Work instructions:
Would you please transcribe, exactly as written, the lines of the entries below starting at the one that holds "Target: man's short hair" and ending at the one that holds "Target: metal support rod", both included?

------ Supplied records ------

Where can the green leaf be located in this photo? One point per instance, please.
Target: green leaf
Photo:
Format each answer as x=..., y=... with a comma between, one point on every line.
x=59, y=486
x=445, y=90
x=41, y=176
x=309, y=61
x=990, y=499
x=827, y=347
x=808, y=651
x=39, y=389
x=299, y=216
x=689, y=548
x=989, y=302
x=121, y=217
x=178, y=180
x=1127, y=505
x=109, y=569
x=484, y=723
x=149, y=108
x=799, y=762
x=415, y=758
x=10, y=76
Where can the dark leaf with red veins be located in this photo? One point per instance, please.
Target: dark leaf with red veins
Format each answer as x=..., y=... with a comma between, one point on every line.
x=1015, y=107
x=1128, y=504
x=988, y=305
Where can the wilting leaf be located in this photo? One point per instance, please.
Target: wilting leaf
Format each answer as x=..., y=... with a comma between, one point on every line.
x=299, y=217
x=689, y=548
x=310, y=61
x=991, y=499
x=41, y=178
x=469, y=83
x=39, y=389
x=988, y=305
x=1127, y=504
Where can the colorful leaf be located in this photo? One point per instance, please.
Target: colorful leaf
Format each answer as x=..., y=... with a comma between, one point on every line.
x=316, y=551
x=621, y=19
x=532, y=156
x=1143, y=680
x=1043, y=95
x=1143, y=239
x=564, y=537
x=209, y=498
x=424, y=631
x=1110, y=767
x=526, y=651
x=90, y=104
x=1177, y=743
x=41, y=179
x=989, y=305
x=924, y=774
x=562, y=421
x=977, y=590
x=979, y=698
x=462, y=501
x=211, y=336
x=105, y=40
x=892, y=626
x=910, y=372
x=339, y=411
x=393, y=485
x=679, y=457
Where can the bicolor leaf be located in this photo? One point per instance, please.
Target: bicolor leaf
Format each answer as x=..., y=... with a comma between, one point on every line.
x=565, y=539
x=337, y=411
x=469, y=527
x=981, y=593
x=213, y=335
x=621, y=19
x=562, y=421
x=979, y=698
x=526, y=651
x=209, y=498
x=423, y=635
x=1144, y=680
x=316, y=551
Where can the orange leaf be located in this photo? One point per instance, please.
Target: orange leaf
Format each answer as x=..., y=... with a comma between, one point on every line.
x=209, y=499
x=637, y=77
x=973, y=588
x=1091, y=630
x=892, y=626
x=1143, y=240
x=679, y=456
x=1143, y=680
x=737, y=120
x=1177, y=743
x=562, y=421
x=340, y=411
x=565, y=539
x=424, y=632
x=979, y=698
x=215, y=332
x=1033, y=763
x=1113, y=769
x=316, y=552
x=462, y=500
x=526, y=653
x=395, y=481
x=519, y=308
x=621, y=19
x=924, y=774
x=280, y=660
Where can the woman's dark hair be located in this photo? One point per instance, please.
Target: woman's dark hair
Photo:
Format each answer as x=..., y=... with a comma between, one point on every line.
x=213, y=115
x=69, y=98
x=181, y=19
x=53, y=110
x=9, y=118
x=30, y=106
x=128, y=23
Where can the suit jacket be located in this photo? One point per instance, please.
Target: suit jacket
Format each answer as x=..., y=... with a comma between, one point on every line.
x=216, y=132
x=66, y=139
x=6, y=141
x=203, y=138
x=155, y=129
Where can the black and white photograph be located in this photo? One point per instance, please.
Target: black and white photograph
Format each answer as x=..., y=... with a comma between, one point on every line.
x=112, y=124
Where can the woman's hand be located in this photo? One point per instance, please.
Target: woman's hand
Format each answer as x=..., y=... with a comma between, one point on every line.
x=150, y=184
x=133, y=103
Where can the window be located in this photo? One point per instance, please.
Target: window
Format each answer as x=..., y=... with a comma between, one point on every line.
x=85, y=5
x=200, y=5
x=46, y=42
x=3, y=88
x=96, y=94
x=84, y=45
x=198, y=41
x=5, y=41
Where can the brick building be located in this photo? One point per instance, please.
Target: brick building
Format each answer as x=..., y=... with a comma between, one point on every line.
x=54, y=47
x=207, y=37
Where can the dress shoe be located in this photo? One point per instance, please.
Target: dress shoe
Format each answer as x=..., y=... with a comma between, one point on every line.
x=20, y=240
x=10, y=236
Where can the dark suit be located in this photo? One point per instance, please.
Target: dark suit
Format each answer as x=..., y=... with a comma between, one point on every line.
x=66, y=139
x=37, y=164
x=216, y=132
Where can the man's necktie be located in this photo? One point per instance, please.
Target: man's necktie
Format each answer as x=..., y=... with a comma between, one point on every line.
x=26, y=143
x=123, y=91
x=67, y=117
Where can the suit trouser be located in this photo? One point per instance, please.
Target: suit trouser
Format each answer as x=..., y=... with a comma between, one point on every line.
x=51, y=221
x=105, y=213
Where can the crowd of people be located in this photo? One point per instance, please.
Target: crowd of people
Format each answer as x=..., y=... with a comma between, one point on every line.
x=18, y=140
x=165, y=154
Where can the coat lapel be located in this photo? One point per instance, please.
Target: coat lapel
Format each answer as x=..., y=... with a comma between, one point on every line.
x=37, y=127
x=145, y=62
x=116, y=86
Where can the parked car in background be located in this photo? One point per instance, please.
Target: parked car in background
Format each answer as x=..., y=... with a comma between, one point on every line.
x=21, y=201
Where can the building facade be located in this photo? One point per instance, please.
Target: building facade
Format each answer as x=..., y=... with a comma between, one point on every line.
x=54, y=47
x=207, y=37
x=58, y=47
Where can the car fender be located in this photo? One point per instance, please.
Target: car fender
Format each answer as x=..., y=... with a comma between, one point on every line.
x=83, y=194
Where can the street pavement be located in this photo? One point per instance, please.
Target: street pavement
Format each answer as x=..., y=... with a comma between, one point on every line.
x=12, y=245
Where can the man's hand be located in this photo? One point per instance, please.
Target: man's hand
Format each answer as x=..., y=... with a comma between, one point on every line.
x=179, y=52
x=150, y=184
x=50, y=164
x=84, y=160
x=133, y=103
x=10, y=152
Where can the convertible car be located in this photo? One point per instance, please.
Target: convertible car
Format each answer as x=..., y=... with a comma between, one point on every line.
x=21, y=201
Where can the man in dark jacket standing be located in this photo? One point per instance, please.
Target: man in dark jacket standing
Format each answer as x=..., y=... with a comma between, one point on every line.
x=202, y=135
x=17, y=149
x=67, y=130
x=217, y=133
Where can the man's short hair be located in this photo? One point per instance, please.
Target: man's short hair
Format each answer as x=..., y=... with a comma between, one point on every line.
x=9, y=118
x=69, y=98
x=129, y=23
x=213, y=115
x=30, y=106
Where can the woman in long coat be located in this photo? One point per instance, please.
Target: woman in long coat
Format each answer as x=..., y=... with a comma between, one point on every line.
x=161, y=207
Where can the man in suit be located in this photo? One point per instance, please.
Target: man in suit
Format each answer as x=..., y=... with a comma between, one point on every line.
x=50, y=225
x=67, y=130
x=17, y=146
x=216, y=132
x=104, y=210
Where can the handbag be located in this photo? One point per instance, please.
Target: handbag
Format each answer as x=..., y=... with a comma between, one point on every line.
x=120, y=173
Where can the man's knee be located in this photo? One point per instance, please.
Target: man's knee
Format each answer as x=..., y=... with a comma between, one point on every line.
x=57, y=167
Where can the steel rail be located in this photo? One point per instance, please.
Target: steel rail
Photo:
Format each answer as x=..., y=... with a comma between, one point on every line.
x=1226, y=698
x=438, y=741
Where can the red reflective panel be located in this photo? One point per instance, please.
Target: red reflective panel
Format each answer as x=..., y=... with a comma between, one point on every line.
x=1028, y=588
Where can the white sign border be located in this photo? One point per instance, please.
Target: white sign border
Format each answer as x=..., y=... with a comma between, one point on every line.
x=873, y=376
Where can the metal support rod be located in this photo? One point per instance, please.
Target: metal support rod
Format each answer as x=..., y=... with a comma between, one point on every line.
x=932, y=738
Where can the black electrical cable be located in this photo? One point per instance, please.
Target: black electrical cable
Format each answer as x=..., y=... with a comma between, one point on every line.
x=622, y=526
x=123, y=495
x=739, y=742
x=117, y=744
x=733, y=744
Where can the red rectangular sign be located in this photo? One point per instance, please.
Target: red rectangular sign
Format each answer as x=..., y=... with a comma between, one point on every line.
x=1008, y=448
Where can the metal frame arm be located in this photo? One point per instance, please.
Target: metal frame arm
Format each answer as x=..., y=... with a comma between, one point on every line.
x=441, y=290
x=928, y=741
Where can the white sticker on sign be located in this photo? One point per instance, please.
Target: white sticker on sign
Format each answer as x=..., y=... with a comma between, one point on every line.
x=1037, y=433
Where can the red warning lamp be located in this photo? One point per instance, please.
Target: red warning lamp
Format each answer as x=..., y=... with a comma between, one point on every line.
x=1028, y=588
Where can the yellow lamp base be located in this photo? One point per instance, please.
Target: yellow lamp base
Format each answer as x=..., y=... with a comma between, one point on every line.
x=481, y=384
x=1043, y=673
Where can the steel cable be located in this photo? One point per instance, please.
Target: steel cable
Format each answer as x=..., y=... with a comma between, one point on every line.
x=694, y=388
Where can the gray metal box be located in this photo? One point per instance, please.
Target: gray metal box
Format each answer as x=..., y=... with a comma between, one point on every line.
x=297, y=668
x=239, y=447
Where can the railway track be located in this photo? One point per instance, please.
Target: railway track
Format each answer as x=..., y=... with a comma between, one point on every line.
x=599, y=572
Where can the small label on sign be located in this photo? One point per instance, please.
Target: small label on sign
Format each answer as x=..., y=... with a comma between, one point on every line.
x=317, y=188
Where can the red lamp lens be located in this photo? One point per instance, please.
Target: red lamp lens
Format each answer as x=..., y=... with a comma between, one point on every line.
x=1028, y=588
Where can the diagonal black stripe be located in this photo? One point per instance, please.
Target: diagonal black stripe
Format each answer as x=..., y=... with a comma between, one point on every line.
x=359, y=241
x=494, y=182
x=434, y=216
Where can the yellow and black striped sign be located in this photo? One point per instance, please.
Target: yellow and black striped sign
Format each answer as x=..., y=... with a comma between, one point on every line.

------

Your solution:
Target: man's short hair
Format each answer as x=..., y=... with a comma between, one point on every line.
x=9, y=118
x=69, y=98
x=129, y=23
x=213, y=115
x=30, y=106
Where can the woman in long coat be located in this photo? One point per instance, please.
Target: woman in long coat
Format each answer as x=..., y=... with a comma between, one point on every line.
x=161, y=207
Where can the man in suit be located in this photo? One point per instance, please.
Target: man in suit
Format each answer as x=..., y=... with a comma between, one point on every line.
x=50, y=225
x=67, y=130
x=17, y=146
x=216, y=132
x=104, y=210
Where can the handbag be located in this photo? One point per instance, please.
Target: handbag
Format each answer as x=..., y=... with a comma between, one point on every line.
x=120, y=173
Where can the man's knee be located in this photo? One point per instance, please.
Target: man's knee
Format each answer as x=..., y=... with a comma between, one point on every line.
x=57, y=167
Where can the steel rail be located in this photo? One point per instance, please.
Target: steel rail
Photo:
Format each answer as x=..., y=... with a comma between, one point on every line.
x=1226, y=698
x=438, y=741
Where can the red reflective panel be located in this photo? One point per instance, please.
Target: red reflective panel
Format each answer as x=..., y=... with a comma between, one point on every line.
x=1028, y=588
Where can the white sign border be located in this photo? One point per instance, please.
Target: white sign border
Format each answer as x=..., y=... with a comma between, one point on every line.
x=873, y=376
Where can the metal support rod be located in this photo? One point per instance, please.
Target: metal support rod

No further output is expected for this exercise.